Saved entries:
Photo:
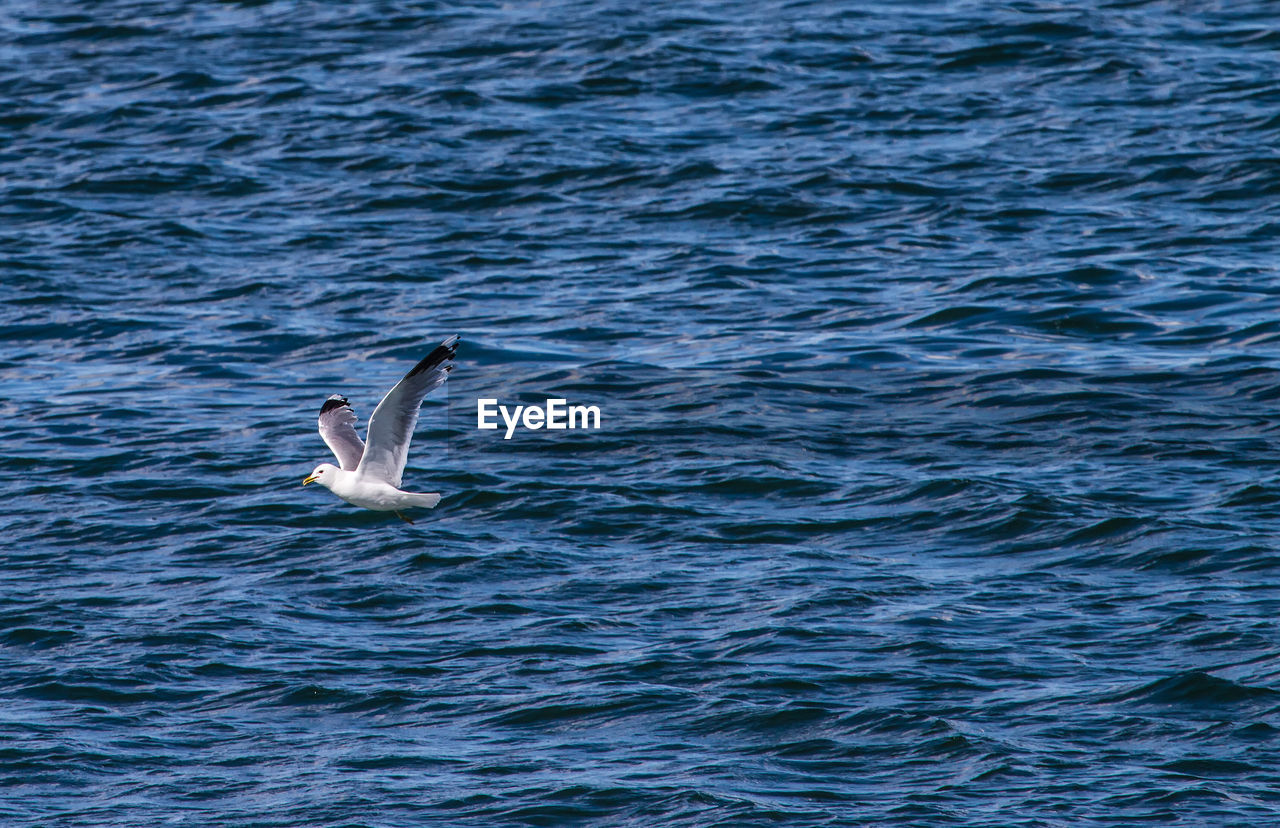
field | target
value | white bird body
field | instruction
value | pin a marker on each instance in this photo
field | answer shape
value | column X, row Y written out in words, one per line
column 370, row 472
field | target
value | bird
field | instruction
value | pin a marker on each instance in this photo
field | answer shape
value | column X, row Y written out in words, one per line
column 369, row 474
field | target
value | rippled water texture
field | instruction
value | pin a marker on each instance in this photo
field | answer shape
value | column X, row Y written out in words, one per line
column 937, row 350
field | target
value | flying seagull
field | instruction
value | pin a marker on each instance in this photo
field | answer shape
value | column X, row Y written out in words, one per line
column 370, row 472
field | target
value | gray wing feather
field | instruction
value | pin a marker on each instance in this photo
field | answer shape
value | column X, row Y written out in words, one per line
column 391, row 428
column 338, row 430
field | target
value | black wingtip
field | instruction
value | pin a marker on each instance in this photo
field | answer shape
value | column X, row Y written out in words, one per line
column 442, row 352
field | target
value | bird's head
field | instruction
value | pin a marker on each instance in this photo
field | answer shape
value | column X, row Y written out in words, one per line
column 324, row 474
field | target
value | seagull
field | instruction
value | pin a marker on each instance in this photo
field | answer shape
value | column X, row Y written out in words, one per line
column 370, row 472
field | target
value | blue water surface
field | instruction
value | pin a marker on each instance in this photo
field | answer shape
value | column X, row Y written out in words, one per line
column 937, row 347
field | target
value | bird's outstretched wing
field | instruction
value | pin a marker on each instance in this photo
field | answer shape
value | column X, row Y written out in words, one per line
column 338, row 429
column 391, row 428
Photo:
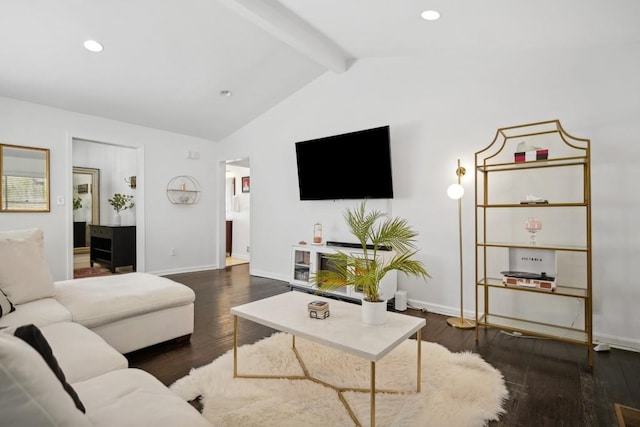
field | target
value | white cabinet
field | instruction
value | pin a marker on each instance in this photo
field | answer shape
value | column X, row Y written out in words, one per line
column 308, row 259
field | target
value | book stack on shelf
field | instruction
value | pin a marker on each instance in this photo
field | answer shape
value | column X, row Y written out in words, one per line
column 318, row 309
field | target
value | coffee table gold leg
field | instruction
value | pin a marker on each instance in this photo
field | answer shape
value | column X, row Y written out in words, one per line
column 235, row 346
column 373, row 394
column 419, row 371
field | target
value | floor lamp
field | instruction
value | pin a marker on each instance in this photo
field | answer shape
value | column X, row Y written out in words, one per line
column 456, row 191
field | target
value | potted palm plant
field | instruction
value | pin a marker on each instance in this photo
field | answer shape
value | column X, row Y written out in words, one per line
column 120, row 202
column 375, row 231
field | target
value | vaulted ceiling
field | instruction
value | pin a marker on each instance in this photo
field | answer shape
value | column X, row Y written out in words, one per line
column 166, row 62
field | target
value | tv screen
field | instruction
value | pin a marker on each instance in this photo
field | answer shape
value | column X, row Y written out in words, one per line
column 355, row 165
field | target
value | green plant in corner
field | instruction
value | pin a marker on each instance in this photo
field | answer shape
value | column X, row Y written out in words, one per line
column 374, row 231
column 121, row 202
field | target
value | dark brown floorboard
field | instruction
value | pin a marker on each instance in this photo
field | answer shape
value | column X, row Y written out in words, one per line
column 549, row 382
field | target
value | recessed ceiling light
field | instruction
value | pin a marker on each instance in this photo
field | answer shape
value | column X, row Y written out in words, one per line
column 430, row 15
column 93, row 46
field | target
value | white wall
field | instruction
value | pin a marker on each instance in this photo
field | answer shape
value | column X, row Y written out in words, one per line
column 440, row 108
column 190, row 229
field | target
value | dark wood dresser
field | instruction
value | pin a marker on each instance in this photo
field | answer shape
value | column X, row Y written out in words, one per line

» **What is being asked**
A single number is the answer: how many lines of the entries above contain "bird"?

» **Result below**
4